Finished: Logit. regres.
[0.0428041  0.04010491 0.04579193 0.04235471 0.04769293 0.04478061
 0.0495163  0.04330071 0.04315125 0.04815828 0.04314642 0.03947669
 0.04125908 0.0372606  0.04075872 0.04184736 0.04495404 0.04092401
 0.03722963 0.04556386 0.04136639 0.04228985 0.04271222 0.04152443
 0.03582128] 0.043
Finished: Decision tree
[0.04339286 0.04035935 0.04156498 0.04276644 0.05044977 0.03823129
 0.04339286 0.03918051 0.03685004 0.03445296 0.04666667 0.03408263
 0.03900433 0.04228398 0.03473248 0.03839286 0.04282669 0.05372866
 0.04908163 0.04015658 0.04018398 0.04156498 0.03837302 0.04780019
 0.03958112] 0.042


In [None]:
# Plot comparison of classifiers using mean score
fig = plt.figure(1, figsize=(12, 5))
ax = fig.add_subplot(111)

bp = ax.boxplot(classifier_data['Raw scores'])
ax.set_xticklabels(classifier_data['Classifier'])
plt.xlabel('Classifier')
plt.ylabel('{} score'.format(scoring_func_name))
plt.title('Classifier comparision, 5-fold cross validation')
plt.xticks(rotation=45)
plt.show()

In [None]:
classifier_data.drop('Raw scores', axis=1)

Not surprisingly, our top three winners are gradient boosting algorithms. All three are within a standard deviation of each other, but CatBoost takes ~15 times longer than the other two. Let's focus on the top three and quickly check how well they will scale as the dataset grows.

|---|

- _Request_
Write the next part of the classifier comparison notebook, picking up after its final sentence. The rows that follow play no part in this work.

- _Data lines_
|---|

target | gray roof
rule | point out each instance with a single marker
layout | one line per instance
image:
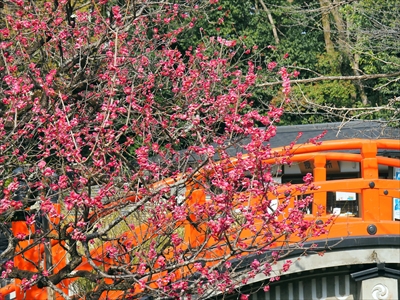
(335, 131)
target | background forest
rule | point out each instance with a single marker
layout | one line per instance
(347, 53)
(116, 120)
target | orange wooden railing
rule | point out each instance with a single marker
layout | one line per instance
(376, 201)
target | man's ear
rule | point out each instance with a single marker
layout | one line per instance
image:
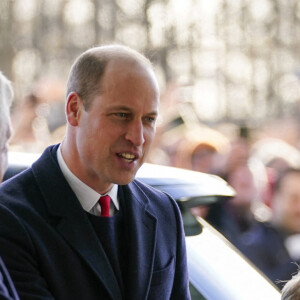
(73, 108)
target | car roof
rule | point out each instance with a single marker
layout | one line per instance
(190, 187)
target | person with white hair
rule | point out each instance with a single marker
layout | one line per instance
(7, 290)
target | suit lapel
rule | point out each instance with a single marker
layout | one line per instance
(142, 236)
(74, 225)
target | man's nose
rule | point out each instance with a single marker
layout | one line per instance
(135, 133)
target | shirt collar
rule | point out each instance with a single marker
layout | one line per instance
(87, 197)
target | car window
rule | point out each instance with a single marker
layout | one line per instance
(218, 271)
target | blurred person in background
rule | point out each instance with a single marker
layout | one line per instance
(7, 290)
(274, 246)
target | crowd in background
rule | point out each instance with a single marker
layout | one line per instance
(262, 220)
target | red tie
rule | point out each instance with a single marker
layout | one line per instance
(104, 202)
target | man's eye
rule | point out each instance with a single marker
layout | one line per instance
(121, 115)
(150, 119)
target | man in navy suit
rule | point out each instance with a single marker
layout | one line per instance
(7, 290)
(64, 237)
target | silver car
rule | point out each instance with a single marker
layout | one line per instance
(217, 271)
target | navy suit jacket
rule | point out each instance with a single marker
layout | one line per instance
(52, 251)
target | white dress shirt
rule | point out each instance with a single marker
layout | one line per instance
(87, 197)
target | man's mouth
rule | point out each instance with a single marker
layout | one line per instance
(128, 157)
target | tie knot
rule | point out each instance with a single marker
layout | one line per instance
(104, 202)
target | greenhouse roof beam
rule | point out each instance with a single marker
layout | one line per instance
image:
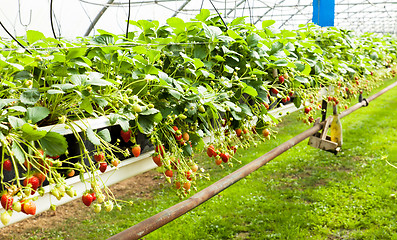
(259, 18)
(234, 9)
(98, 16)
(292, 15)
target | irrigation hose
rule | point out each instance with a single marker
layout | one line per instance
(156, 221)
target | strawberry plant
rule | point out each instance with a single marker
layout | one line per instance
(173, 84)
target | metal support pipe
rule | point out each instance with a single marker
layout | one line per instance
(150, 224)
(94, 22)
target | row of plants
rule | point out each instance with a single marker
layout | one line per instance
(174, 85)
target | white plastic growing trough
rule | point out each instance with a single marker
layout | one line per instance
(126, 169)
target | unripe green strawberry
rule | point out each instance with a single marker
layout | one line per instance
(55, 192)
(71, 192)
(101, 198)
(53, 207)
(5, 217)
(16, 206)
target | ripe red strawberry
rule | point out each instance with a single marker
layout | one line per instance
(189, 175)
(53, 157)
(115, 162)
(126, 136)
(178, 137)
(186, 136)
(160, 149)
(70, 173)
(194, 168)
(157, 159)
(187, 185)
(99, 157)
(40, 176)
(6, 201)
(169, 173)
(93, 196)
(87, 199)
(266, 105)
(225, 157)
(7, 165)
(29, 207)
(281, 79)
(238, 132)
(211, 151)
(103, 166)
(136, 150)
(34, 181)
(265, 132)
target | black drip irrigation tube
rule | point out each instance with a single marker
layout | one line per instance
(156, 221)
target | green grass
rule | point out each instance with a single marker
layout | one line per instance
(305, 193)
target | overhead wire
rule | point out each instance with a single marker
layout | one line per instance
(124, 45)
(128, 18)
(16, 40)
(86, 13)
(216, 10)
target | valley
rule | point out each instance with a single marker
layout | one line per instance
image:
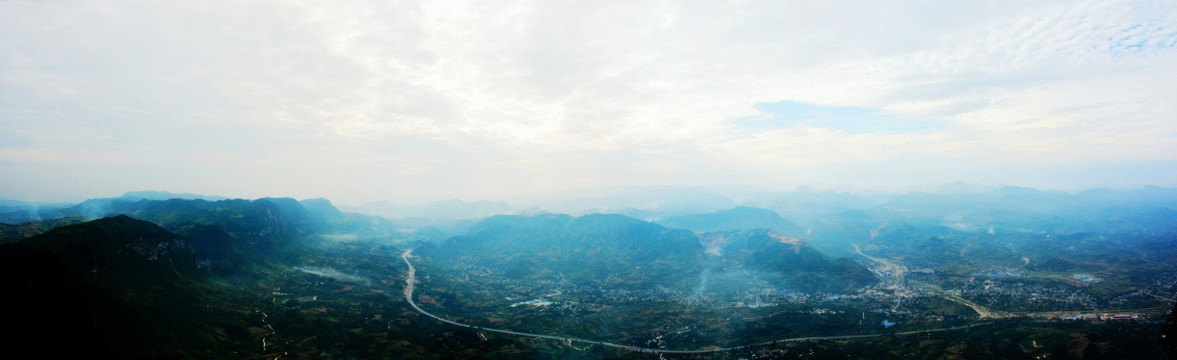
(279, 278)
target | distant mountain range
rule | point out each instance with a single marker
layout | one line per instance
(190, 275)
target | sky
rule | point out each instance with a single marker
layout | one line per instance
(411, 101)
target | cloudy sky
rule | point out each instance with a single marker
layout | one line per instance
(413, 101)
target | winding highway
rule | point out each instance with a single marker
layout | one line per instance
(411, 280)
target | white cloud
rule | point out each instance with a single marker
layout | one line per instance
(476, 99)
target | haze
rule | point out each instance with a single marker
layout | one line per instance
(371, 100)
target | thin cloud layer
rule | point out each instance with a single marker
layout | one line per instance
(427, 100)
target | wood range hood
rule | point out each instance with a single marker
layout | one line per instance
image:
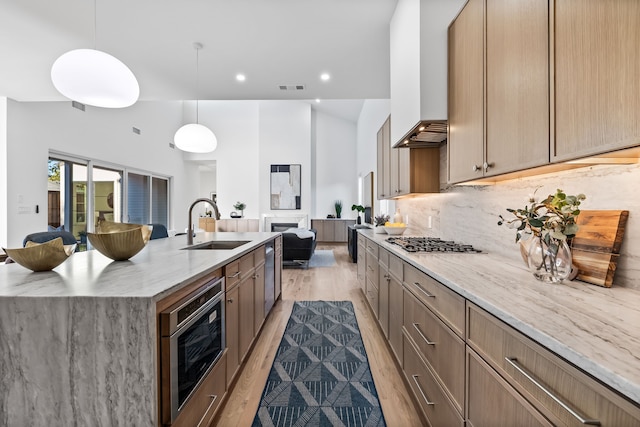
(426, 133)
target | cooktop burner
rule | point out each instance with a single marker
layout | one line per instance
(430, 244)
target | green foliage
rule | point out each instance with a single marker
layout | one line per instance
(552, 219)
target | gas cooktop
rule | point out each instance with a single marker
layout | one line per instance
(430, 244)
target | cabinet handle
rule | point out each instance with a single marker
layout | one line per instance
(213, 400)
(513, 361)
(424, 396)
(428, 294)
(415, 326)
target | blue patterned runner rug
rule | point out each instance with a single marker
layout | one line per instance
(320, 376)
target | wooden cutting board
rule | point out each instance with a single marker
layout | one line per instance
(596, 247)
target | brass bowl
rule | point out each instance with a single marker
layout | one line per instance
(41, 256)
(119, 241)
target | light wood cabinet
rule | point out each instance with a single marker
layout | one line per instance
(499, 91)
(596, 77)
(384, 160)
(562, 393)
(332, 230)
(493, 402)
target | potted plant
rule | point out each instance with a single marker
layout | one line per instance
(358, 208)
(551, 224)
(240, 206)
(338, 206)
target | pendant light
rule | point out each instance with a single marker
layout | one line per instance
(194, 137)
(94, 77)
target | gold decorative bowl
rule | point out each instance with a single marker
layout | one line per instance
(119, 241)
(41, 256)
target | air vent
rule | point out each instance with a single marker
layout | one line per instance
(424, 134)
(291, 87)
(80, 106)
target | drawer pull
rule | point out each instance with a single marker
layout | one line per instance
(213, 400)
(424, 396)
(427, 293)
(415, 326)
(581, 418)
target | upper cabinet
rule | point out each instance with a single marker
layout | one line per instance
(539, 82)
(404, 171)
(498, 91)
(597, 77)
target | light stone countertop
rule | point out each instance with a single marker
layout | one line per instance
(595, 328)
(78, 344)
(159, 269)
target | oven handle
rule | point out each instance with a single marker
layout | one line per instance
(195, 316)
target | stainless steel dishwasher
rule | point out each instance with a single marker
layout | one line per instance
(269, 277)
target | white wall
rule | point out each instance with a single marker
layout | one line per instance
(4, 171)
(336, 166)
(372, 116)
(33, 129)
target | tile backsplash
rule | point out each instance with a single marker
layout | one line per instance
(469, 214)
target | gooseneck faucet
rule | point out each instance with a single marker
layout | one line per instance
(190, 229)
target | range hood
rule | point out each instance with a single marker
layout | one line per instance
(427, 133)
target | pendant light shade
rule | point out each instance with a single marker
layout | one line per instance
(95, 78)
(195, 138)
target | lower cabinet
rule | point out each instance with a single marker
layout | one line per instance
(429, 395)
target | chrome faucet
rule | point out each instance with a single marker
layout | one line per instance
(190, 229)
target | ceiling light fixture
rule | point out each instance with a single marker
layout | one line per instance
(94, 77)
(194, 137)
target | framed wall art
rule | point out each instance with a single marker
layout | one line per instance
(285, 187)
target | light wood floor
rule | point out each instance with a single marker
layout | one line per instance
(336, 283)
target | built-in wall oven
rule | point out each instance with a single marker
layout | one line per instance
(192, 340)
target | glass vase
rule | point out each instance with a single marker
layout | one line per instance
(550, 262)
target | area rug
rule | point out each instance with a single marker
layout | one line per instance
(320, 375)
(322, 258)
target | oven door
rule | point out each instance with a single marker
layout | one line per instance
(193, 350)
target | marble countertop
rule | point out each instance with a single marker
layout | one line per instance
(597, 329)
(159, 269)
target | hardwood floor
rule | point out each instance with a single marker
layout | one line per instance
(335, 283)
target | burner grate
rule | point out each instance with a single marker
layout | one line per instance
(430, 244)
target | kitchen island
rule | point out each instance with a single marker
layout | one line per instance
(78, 344)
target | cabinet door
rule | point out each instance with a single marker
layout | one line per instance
(245, 320)
(232, 311)
(517, 82)
(258, 301)
(596, 77)
(493, 402)
(465, 96)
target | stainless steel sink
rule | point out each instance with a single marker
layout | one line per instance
(219, 244)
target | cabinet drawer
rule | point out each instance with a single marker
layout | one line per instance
(395, 267)
(372, 268)
(448, 305)
(531, 369)
(431, 399)
(202, 405)
(372, 247)
(439, 346)
(493, 402)
(372, 297)
(231, 274)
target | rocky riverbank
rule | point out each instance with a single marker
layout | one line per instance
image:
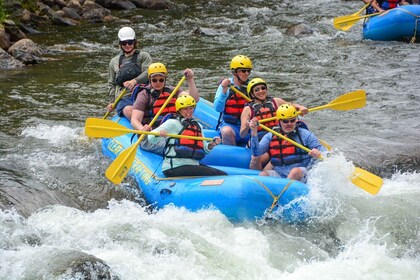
(25, 17)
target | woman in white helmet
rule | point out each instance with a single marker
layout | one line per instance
(288, 161)
(126, 70)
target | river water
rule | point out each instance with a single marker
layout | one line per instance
(53, 175)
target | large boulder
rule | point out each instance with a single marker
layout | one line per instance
(299, 30)
(13, 30)
(4, 38)
(26, 51)
(152, 4)
(8, 62)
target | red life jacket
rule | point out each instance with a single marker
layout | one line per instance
(155, 102)
(234, 106)
(283, 152)
(263, 111)
(188, 148)
(388, 4)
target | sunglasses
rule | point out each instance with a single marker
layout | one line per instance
(127, 42)
(158, 80)
(287, 121)
(260, 88)
(244, 70)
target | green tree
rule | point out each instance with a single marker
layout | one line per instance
(3, 14)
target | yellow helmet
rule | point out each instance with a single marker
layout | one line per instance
(253, 83)
(184, 101)
(286, 111)
(240, 61)
(156, 68)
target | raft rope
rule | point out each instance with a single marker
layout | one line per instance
(275, 198)
(413, 39)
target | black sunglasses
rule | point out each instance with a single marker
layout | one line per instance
(287, 121)
(244, 70)
(260, 88)
(127, 42)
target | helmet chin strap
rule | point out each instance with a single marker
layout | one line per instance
(237, 76)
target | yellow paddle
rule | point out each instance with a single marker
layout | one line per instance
(116, 102)
(119, 168)
(346, 22)
(348, 101)
(360, 177)
(100, 128)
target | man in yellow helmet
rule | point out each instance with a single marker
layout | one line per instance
(182, 155)
(231, 104)
(288, 160)
(126, 69)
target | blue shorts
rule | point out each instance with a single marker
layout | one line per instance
(125, 101)
(304, 178)
(236, 128)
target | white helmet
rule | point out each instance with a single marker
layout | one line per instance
(126, 33)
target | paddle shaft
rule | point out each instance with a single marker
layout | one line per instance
(125, 131)
(286, 138)
(116, 102)
(119, 168)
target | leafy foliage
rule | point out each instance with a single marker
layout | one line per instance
(3, 13)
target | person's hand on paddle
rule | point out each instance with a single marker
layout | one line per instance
(189, 74)
(163, 133)
(225, 85)
(110, 107)
(216, 141)
(302, 109)
(146, 127)
(315, 153)
(253, 125)
(130, 84)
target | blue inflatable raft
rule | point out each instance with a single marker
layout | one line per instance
(399, 24)
(240, 196)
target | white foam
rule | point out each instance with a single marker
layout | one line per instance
(56, 135)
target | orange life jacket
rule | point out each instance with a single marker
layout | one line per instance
(155, 102)
(283, 152)
(263, 111)
(234, 106)
(188, 148)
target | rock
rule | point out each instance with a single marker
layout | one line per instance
(29, 30)
(8, 62)
(152, 4)
(71, 13)
(76, 6)
(13, 30)
(26, 51)
(60, 19)
(96, 15)
(4, 39)
(60, 3)
(121, 5)
(56, 263)
(205, 31)
(299, 30)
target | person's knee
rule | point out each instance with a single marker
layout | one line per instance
(295, 174)
(127, 111)
(264, 173)
(227, 131)
(228, 136)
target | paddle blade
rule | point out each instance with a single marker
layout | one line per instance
(119, 168)
(346, 22)
(101, 128)
(367, 181)
(349, 101)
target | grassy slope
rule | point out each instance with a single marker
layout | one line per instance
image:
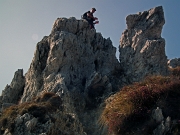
(131, 107)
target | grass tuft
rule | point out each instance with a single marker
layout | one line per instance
(133, 105)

|---|

- _Written reply_
## Classifier selection: resource requirements

In [None]:
# Reduced classifier set

classifier_descriptions = [
    'LightGBM',
    'CatBoost',
    'XGBoost'
]

classifiers = (
    
    LGBMClassifier(
        n_jobs = max_jobs,
        scale_pos_weight = class_ratio,
        random_state = rand_seed
    ),
    
    CatBoostClassifier(
        thread_count = max_jobs, 
        silent = True,
        scale_pos_weight = class_ratio,
        random_state = rand_seed
    ),
    
    XGBClassifier(
        n_jobs = max_jobs,
        scale_pos_weight = class_ratio,
        random_state = rand_seed
    ),
)

In [None]:
sample_size_data = pd.DataFrame(columns=[
    'Classifier',
    'Sample size',
    'Peak memory (GB)',
    'Run time (min.)'
])

size_of_sample = 5000

# Loop over range n, doubling the size of the dataset sample each time
for i in range(0,(n_doublings+1)):
    
    # Loop over each classifier, store max memory and run time
    for classifier, description in zip(classifiers, classifier_descriptions):
    
        for i in range(repetitions):
            
            X_train, X_test, y_train, y_test = make_train_test_sample(
                raw_data, 
                size_of_sample, 
                train_test_split_ratio, 
                rand_seed
            )
        
            X_train, X_test = scale_weather_variables(weather_variables, X_train, X_test)
            
            start = time()
            mem_usage, model = memory_usage((fit_model, (classifier, X_train, y_train)), retval=True)
            dT = np.round(((time() - start)/60),2)

            max_mem = np.round((max(mem_usage) / 1000),3)

            sample_size_data = sample_size_data.append(pd.Series([
                description,
                size_of_sample,
                max_mem,
                dT
            ], index=sample_size_data.columns), ignore_index=True)
    
    size_of_sample = size_of_sample * 2

In [None]:
ax = sns.lineplot(x='Sample size', y='Run time (min.)', hue='Classifier', data=sample_size_data)
plt.legend(bbox_to_anchor=(1.05, 1), loc=2, borderaxespad=0.)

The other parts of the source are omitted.